KRISTIN MYERS: Welcome back. Well, there's new results from a survey on the employability of recent college graduates. And the results are just a little bit depressing. According to the results from Cengage-- listen to this-- more than half of graduates say that they will not apply to entry level jobs because they do not feel that they have the skills.

We're joined now by Michael Hanson, CEO of Cengage. So Michael, we just had those numbers up on the screen. I'm curious to know if the reason so many of these college graduates don't want to apply to these entry level jobs is a problem with the education that they received in college, or is it really a problem with the employers, who make them feel that they're not qualified for some of these positions?

MICHAEL HANSEN: Alexis, thanks for having me. And I think the answer is, it's on both sides. First of all, the education system is not preparing the students with significant real life experiences and skills. And that leads them to feel inadequate when they apply for a job. In other words, the education system is basically looking for people to be degree ready, but not to be job ready. And on the other hand, as you pointed out, I think there is an overemphasis and almost a stigma on the part of employers that for every conceivable job, you need to have a degree. So I think both the education system and the employers need to change.

ALEXIS CHRISTOFOROUS: OK, so having said that, that's a lot of ground to cover and a lot of, I think, changes that need to be made. Let's start with employers because that's sort of our focus here at Yahoo Finance. What can they do to start to bring in more people at all different kinds of levels and those who might not have enough work experience to be brought on to their organization in a big way?

**Items**
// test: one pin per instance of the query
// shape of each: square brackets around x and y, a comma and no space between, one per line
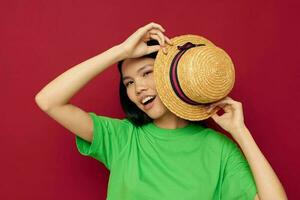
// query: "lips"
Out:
[149,105]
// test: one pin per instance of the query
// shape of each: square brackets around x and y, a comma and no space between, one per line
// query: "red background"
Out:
[41,39]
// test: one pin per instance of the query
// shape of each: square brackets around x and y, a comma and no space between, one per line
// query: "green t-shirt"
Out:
[152,163]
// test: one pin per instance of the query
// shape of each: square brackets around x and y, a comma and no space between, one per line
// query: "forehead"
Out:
[130,66]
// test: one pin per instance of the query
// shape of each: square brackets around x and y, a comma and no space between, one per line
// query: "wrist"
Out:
[122,53]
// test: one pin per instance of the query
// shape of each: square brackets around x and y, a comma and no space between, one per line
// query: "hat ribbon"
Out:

**Goals**
A: Answer these questions from the interview transcript, one line each:
(i) According to the Cengage survey, how many graduates say they will not apply to entry-level jobs?
(ii) What does the education system look for people to be, instead of job ready?
(iii) Which group is described as the focus at Yahoo Finance?
B: Reproduce all the lines of the records, requests included, adding -119 to every coordinate in their answers. Leave the pictures out.

**Outputs**
A:
(i) More than half of graduates.
(ii) Degree ready.
(iii) Employers.

B:
// test: one pin per instance of the query
// shape of each: square brackets around x and y, a comma and no space between, one per line
// query: "lips"
Out:
[30,-14]
// test: one pin per instance of the query
// shape of each: square brackets around x and y, a comma and no space between, one per line
// query: "red background"
Out:
[-78,-80]
// test: one pin per instance of the query
// shape of each: square brackets around x and y, a comma and no space between, one per line
// query: "green t-shirt"
Out:
[33,44]
// test: one pin per instance of the query
// shape of each: square brackets around x and y, a comma and no space between, one per line
// query: "forehead"
Out:
[11,-53]
// test: one pin per instance of the query
// shape of each: square brackets around x and y, a comma and no space between, one per line
// query: "wrist"
Out:
[3,-66]
// test: one pin per instance of the query
// shape of each: square brackets around x and y, a comma and no space between, one per line
// query: "hat ribbon"
Out:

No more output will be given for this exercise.